-- Directions for this task --
Repeat the records below exactly.

──────── Dataset extract

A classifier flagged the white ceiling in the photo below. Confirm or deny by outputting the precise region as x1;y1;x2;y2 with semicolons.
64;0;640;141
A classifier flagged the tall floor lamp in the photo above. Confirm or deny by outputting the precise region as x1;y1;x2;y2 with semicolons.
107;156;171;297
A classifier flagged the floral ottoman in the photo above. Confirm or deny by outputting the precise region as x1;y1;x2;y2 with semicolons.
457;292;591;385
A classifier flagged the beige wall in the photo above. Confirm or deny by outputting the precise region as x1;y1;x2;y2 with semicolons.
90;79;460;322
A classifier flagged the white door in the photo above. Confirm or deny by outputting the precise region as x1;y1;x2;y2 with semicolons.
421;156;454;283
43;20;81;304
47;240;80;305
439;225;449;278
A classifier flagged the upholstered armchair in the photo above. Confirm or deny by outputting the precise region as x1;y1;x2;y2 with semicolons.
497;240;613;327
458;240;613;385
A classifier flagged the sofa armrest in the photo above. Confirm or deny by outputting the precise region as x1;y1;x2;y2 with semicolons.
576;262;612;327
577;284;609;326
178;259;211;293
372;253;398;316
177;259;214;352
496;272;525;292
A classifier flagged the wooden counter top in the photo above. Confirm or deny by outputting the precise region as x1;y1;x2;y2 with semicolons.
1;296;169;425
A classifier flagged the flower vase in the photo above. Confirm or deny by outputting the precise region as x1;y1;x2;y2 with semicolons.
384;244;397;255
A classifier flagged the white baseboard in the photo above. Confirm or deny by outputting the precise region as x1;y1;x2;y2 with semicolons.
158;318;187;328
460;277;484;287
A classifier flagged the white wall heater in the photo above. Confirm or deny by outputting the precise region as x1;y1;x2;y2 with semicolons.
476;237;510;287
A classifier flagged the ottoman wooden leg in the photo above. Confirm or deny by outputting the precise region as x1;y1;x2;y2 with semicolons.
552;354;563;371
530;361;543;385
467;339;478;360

────────────────

-- Response to this exercise --
A classifier flagged the white ceiling in the photo below. Confirm or deny by outputting the precise region as x1;y1;x2;y2 with semicolons.
64;0;640;141
A classifier flagged the tall floor lamp in the photo above. Confirm or deny by outputting the precise region as x1;y1;x2;y2 with semicolons.
107;156;171;297
A classifier flagged the floral ottoman in the photo above. Confirm or deny by outputting the precise region as x1;y1;x2;y2 with semicolons.
457;292;591;385
A classifier flagged the beige wall in the photo above. Confirm or deny by outputting the precise region as x1;y1;x2;y2 with semicolons.
90;79;460;322
A classifier flagged the white door in the photo above. Confirm or deny by outputting the precise region as x1;y1;x2;y2 with semicolons.
421;156;454;283
43;20;81;304
47;240;80;305
439;225;449;278
A classifier flagged the upholstered armchair in the photo above. Confirm or deny by outputting the precise region as x1;y1;x2;y2 with semicolons.
497;240;613;327
458;240;613;385
A classifier flagged the sofa armrest in the photo above. Confirm or deny by outputting the precise region as x1;y1;x2;y2 with semicolons.
576;262;612;327
577;284;609;326
178;259;211;293
372;253;398;316
177;259;214;352
496;272;525;292
A classifier flagged the wooden counter top in the photo above. Confirm or deny by outputting the precise region as x1;y1;x2;y2 with semicolons.
1;296;169;425
A classifier flagged the flower vase in the photo above. Confirm or deny by outputting the precise region as x1;y1;x2;y2 with semicolons.
384;244;397;255
A classifier flagged the white baseboard in the photo above. Confirm or deny by outputting the precise region as x1;y1;x2;y2 with semicolons.
158;318;187;328
460;277;484;287
A classifier flagged the white wall heater in the photo above. Confirm or deny by outputting the precise region as x1;y1;x2;y2 with semicolons.
476;237;510;287
A classifier flagged the ottoman wooden leg in the photo above. Confirm or deny by outputting the precise region as x1;y1;x2;y2 with semicolons.
552;354;563;371
530;361;543;385
467;339;478;360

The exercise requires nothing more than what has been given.